[Entries provided start]

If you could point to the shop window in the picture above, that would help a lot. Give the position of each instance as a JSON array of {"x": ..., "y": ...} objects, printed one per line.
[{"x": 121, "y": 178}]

[Entries provided end]
[Entries provided start]

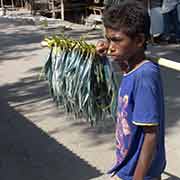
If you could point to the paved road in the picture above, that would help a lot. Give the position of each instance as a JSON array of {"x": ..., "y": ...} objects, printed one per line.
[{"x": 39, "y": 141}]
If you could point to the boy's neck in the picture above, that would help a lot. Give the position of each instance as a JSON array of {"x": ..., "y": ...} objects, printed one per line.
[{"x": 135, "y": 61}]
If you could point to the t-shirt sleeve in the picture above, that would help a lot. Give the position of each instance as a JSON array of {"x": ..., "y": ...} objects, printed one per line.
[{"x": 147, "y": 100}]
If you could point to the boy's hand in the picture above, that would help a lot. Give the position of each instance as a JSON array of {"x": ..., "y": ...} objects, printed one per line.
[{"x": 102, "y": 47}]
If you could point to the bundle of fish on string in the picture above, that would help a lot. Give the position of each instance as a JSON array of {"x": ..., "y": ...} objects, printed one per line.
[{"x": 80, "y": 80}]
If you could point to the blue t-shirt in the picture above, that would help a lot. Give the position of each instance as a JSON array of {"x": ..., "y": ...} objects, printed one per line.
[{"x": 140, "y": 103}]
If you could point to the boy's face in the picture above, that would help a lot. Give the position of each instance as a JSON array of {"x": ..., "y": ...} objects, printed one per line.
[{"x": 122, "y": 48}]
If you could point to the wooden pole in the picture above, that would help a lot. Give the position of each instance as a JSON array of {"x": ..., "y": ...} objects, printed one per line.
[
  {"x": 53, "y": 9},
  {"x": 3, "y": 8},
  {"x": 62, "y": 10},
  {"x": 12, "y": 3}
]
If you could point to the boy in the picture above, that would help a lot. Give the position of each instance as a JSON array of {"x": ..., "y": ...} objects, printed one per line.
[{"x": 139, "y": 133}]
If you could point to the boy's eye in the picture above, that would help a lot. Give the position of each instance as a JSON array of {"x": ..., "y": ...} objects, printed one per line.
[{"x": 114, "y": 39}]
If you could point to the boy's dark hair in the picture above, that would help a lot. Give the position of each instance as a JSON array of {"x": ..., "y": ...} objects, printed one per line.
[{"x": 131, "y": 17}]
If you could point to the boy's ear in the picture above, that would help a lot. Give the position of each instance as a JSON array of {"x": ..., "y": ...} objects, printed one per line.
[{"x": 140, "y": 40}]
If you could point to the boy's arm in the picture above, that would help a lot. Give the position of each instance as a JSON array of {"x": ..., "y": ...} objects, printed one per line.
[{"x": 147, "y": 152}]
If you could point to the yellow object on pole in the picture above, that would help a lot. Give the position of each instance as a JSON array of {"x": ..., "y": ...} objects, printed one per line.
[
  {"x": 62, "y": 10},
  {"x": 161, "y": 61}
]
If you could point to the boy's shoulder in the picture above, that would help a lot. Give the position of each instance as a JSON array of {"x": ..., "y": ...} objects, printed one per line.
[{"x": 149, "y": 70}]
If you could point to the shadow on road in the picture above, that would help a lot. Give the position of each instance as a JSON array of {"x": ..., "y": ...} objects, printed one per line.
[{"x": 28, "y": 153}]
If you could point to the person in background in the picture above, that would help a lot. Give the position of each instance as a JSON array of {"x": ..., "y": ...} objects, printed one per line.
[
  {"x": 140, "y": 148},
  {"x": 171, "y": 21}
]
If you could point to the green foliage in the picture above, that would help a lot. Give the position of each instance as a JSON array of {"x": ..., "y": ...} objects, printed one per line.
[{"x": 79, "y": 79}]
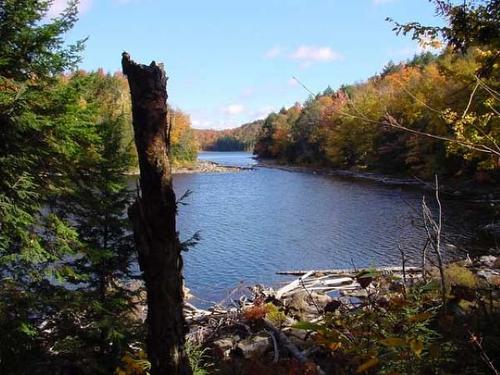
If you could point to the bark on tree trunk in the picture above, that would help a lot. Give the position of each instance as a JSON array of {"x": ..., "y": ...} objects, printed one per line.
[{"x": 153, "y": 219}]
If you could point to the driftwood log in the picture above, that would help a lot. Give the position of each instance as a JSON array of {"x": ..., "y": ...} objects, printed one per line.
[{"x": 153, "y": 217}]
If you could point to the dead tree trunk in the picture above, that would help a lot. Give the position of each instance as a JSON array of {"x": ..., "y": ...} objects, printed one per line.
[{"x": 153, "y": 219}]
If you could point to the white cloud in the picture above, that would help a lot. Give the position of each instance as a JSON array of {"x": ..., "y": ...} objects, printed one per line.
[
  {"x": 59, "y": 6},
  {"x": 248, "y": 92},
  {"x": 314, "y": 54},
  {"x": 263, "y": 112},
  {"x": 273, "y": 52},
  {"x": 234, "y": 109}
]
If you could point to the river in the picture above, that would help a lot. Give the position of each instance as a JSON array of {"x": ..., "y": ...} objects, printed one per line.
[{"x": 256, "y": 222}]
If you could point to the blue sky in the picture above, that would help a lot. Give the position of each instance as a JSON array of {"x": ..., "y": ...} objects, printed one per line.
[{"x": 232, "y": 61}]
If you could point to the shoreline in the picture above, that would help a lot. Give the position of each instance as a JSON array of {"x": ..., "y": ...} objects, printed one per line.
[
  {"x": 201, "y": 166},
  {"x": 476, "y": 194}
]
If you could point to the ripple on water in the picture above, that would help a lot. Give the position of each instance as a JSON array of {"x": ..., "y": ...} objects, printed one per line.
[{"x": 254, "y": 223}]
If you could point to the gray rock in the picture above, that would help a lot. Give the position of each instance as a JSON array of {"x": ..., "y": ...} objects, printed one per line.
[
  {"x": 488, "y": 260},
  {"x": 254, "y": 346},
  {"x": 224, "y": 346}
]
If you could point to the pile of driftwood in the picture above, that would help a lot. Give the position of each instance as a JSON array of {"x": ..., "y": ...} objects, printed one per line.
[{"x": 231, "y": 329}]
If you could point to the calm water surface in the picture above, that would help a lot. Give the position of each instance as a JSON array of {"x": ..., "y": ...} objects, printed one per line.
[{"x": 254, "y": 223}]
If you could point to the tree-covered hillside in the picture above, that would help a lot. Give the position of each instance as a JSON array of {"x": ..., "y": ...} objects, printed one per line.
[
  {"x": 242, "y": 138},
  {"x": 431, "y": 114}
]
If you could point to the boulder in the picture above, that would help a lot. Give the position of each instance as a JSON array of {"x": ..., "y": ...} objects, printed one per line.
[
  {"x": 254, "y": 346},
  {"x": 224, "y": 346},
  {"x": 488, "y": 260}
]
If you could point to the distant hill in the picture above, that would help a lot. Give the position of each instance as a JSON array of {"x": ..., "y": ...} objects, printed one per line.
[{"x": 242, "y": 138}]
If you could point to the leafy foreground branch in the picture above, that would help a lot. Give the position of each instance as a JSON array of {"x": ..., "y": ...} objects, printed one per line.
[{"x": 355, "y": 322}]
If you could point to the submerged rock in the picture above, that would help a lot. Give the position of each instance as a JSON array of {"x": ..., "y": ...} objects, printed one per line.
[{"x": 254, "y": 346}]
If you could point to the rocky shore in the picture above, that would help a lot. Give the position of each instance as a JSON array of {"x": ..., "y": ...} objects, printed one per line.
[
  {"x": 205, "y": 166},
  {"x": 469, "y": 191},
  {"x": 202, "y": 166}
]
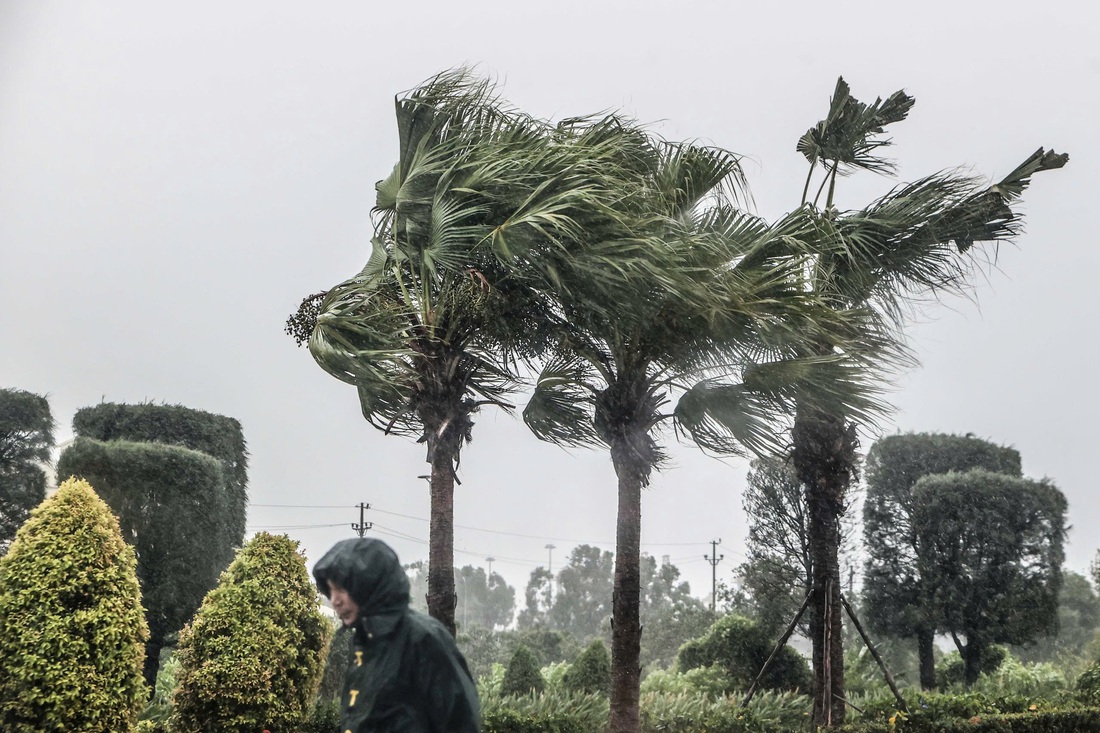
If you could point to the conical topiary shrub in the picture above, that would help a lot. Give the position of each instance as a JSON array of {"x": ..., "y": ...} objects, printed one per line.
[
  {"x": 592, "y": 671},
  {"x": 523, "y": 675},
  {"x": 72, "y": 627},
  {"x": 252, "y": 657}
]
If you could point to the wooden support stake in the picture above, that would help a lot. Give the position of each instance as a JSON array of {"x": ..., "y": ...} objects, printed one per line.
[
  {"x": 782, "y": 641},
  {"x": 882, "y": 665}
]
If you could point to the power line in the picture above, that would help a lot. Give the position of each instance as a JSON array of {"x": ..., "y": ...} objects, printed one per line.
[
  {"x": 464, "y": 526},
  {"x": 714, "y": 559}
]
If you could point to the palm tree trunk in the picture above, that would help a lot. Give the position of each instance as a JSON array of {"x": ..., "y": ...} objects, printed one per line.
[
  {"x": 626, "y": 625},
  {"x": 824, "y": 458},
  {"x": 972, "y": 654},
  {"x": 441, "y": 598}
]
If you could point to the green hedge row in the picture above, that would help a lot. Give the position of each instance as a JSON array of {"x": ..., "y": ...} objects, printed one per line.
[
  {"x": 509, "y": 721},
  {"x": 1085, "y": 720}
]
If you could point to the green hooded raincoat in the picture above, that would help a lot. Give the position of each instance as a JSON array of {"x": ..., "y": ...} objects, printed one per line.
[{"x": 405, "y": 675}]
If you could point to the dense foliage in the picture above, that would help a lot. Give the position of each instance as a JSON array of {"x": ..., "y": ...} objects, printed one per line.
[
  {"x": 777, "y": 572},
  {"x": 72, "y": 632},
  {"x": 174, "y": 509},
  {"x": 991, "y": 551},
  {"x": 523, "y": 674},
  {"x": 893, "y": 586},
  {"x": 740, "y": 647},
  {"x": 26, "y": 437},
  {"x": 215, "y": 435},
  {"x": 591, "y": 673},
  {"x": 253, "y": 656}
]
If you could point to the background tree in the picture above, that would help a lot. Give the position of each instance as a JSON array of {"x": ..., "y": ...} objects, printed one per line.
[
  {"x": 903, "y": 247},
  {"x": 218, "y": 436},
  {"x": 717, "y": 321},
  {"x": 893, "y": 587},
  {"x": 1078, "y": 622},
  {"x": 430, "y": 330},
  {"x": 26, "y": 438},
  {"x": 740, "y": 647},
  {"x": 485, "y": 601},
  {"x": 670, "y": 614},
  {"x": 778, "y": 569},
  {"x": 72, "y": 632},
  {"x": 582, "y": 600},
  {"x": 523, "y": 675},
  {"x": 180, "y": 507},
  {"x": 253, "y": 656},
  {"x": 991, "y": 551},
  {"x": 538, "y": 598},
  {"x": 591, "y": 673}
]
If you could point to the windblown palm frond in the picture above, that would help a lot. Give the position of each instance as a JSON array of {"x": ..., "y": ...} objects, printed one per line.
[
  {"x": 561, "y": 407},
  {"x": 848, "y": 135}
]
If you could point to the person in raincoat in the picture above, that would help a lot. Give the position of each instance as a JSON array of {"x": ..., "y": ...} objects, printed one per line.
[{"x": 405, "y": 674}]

[Entries provided end]

The task
Count the lines of the data above that contain the word "wooden" and state only that number.

Complete answer
2